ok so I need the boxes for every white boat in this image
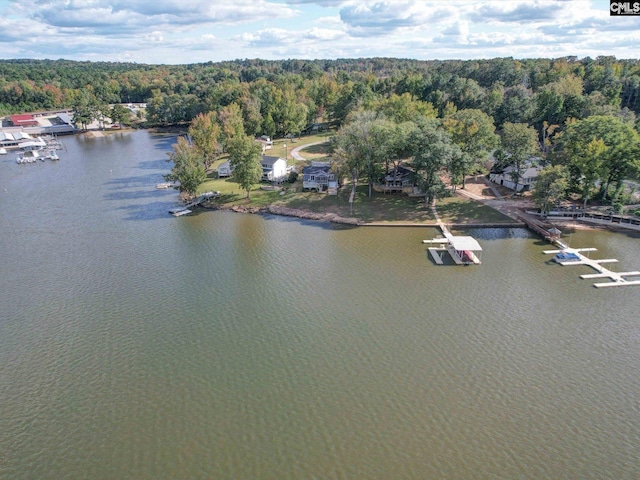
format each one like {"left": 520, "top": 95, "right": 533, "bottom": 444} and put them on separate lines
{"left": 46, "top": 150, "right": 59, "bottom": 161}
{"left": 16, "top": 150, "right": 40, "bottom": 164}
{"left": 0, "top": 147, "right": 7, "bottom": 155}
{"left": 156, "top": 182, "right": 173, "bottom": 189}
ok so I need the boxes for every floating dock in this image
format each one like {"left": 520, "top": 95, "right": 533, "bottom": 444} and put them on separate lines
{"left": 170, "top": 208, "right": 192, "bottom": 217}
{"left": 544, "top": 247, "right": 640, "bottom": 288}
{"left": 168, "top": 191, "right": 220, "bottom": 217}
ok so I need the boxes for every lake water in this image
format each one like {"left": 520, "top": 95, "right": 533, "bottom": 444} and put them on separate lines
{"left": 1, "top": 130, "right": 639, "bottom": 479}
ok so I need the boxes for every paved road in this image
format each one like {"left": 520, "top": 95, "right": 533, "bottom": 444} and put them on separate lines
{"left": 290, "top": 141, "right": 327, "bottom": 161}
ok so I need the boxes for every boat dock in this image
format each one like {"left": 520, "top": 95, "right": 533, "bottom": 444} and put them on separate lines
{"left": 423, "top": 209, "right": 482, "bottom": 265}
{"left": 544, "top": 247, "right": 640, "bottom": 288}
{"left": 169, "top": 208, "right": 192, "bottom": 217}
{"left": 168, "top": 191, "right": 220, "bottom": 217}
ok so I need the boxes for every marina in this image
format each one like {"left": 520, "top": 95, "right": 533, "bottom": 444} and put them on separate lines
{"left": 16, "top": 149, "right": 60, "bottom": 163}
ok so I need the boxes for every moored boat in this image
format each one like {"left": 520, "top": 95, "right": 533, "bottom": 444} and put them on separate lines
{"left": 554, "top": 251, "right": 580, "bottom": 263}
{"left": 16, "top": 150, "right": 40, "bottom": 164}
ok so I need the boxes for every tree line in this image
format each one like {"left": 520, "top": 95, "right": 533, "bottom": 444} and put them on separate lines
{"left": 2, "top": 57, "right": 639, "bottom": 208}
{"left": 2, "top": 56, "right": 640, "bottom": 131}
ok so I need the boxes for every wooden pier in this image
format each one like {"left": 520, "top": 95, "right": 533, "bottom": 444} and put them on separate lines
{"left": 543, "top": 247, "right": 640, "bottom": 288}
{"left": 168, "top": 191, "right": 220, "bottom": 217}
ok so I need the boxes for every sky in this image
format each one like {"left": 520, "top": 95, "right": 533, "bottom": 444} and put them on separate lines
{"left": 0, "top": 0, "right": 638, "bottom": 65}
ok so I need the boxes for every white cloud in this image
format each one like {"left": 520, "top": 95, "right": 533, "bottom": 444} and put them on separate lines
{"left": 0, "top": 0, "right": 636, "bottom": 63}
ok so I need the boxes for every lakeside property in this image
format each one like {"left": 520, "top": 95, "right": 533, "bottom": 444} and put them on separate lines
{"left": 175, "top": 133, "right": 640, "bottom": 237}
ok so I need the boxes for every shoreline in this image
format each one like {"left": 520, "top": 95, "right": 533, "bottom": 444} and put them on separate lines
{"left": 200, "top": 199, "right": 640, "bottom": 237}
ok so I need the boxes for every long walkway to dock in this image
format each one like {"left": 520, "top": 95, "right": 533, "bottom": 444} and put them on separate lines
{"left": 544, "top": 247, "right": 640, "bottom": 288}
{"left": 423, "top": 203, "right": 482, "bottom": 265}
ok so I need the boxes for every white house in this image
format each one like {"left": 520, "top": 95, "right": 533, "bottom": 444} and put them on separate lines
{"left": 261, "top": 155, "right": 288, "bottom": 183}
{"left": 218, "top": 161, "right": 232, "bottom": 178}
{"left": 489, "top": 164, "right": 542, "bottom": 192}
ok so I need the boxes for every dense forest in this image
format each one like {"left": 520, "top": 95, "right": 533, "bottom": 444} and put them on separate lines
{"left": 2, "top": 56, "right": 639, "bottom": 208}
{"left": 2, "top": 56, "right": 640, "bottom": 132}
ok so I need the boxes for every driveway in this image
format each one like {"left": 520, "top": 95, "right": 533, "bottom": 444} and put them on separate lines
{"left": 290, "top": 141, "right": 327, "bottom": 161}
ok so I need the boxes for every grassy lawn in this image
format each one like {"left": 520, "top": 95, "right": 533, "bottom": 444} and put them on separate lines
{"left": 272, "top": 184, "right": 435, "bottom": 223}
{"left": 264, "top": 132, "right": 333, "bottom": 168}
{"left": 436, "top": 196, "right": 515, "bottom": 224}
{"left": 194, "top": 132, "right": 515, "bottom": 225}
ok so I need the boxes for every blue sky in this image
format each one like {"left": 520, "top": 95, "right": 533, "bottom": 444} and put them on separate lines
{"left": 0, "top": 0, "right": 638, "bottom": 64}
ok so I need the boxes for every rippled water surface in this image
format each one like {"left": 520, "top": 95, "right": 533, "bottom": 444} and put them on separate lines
----------------
- [Work to complete]: Every line that holds the word "white" should be copied from the listing.

- [Answer to this exercise]:
ok so I need the boxes for every white boat in this image
ok so I need the boxes for every white cloud in this image
ok so I need the boxes for every white house in this image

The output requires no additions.